Excerto fornecido ->
"O risco de contágio [na Europa] é pequeno. Pode haver casos importados — aliás, já houve no passado, salvo erro, três: na Holanda, na Inglaterra e na Rússia — e agora, já neste surto, houve um nos Estados Unidos, mas são casos completamente esporádicos", defendeu Jaime Mina em declarações à Lusa.
O especialista em doenças tropicais do Instituto de Higiene e Medicina Tropical (IHMT) considera que, além disso, "há capacidade dos países envolvidos de isolarem estes doentes e de os tratar em isolamento".
Mesmo para a vizinha Guiné-Bissau, que faz fronteira com o noroeste da Guiné-Conacri, Jaime Mina explicou que o risco é baixo, porque a área onde se regista o surto "é na fronteira onde se juntam os três países: a Libéria, a Serra Leoa e a Guiné-Conacri", ou seja, "é no sudeste, na outra ponta [do país]".
"E a Guiné-Conacri pode parecer pequenina quando comparada com Angola ou outros países gigantes, mas tem três vezes a área de Portugal, portanto, o surto está a umas centenas de quilómetros da fronteira [com a Guiné-Bissau], sublinhou.
Embora confirmando que a situação nos três países infectados "está descontrolada" – como indicou a organização não-governamental Médicos Sem Fronteiras -, por se tratar de países pobres, com poucos ou nenhuns recursos, o especialista acredita que a situação será resolvida em breve.

Dados armazenados ->
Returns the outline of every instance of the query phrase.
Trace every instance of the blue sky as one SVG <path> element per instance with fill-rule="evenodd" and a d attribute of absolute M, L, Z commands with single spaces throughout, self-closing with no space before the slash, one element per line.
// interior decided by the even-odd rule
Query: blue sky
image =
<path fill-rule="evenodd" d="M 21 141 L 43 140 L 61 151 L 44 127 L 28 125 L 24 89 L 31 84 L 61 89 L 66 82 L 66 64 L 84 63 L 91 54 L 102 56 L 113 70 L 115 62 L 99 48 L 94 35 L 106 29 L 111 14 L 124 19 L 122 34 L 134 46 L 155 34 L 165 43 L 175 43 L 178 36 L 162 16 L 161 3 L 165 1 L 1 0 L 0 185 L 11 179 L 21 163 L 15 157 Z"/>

Tarefa a realizar -> Transcreva, do texto sobre o risco de contágio do surto, o trecho que se estende desde "O especialista em" até "a Guiné-Bissau], sublinhou.", inclusive.

Resposta ao exercício ->
O especialista em doenças tropicais do Instituto de Higiene e Medicina Tropical (IHMT) considera que, além disso, "há capacidade dos países envolvidos de isolarem estes doentes e de os tratar em isolamento".
Mesmo para a vizinha Guiné-Bissau, que faz fronteira com o noroeste da Guiné-Conacri, Jaime Mina explicou que o risco é baixo, porque a área onde se regista o surto "é na fronteira onde se juntam os três países: a Libéria, a Serra Leoa e a Guiné-Conacri", ou seja, "é no sudeste, na outra ponta [do país]".
"E a Guiné-Conacri pode parecer pequenina quando comparada com Angola ou outros países gigantes, mas tem três vezes a área de Portugal, portanto, o surto está a umas centenas de quilómetros da fronteira [com a Guiné-Bissau], sublinhou.